▶ Working data:
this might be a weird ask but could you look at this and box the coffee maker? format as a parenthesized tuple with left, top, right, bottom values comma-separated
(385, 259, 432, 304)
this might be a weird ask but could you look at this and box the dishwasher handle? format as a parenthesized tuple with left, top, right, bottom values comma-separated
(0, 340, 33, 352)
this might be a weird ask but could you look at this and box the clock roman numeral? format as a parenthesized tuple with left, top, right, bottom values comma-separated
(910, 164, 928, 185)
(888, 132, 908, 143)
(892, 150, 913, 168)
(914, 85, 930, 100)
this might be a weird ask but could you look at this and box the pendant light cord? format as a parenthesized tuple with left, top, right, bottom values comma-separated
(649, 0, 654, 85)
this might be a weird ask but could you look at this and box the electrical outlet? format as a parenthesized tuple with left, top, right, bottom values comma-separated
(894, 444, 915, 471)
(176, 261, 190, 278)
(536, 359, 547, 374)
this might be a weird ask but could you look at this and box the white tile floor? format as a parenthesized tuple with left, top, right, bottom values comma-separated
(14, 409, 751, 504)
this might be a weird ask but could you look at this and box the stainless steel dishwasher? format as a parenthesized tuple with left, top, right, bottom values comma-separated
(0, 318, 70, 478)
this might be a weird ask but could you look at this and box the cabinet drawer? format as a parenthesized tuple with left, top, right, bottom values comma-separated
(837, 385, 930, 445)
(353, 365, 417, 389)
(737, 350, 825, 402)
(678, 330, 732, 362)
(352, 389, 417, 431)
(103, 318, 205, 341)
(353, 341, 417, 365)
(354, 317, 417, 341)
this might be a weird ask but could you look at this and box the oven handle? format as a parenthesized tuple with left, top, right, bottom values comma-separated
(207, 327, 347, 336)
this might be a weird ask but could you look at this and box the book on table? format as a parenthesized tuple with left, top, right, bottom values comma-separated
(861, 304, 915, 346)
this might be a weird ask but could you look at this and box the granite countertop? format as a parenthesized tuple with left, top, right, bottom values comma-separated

▶ Try it: Write down all of the records again, word for word.

▶ Response:
this might be a weird ask but could you look at this and box the coffee maker? format as a parenthesized tuple with left, top, right, bottom values comma-separated
(385, 259, 432, 304)
this might be a weird ask but could you look at this and box the dishwasher handle? format as a parenthesized tuple with left, top, right, bottom values comma-separated
(0, 340, 33, 352)
this might be a weird ask but could you look at this and box the clock roman numeral? format as a parenthesized tuple with left, top, right, bottom values comma-separated
(910, 164, 928, 185)
(888, 132, 908, 143)
(892, 150, 913, 168)
(914, 85, 930, 100)
this might be a weird ask but could you look at this and box the pendant light cord? format as a parenthesized tuple with left, top, right, bottom values comma-separated
(649, 0, 654, 85)
this might be a weird ask but could you look at this and box the electrical outlet? format as a parenthesized tuple with left, top, right, bottom values comma-separated
(894, 444, 915, 471)
(176, 261, 190, 278)
(536, 359, 547, 374)
this might be a weird ask but could you look at this and box the white tile floor? format as a parenthesized tuple with left, top, right, bottom values comma-separated
(14, 409, 751, 504)
this might be a weird ask but could you look at this and box the stainless steel dishwasher? format as a parenthesized tuple with left, top, right, bottom values comma-separated
(0, 318, 70, 478)
this might be a weird ask but could you look at this and box the cabinet drawer? format as a parenthesized tuple with left, top, right, bottom values comma-separated
(837, 385, 930, 445)
(353, 365, 417, 389)
(737, 350, 825, 402)
(678, 330, 732, 362)
(352, 389, 417, 431)
(103, 318, 205, 341)
(353, 341, 417, 365)
(354, 317, 417, 341)
this might be a weird ask but could you look at this and box the oven handle? format as a parenthesized tuple with left, top, right, bottom values comma-separated
(207, 327, 347, 336)
this might be a weird ask but could you look at this and box the book on table? format as a parenthesized tuple with left, top, right, bottom values comma-separated
(861, 304, 915, 346)
this might be a weird ask but could you look at this and box the granite countertop? format as a parenthesized tuple with left, top, right, bottom values comma-separated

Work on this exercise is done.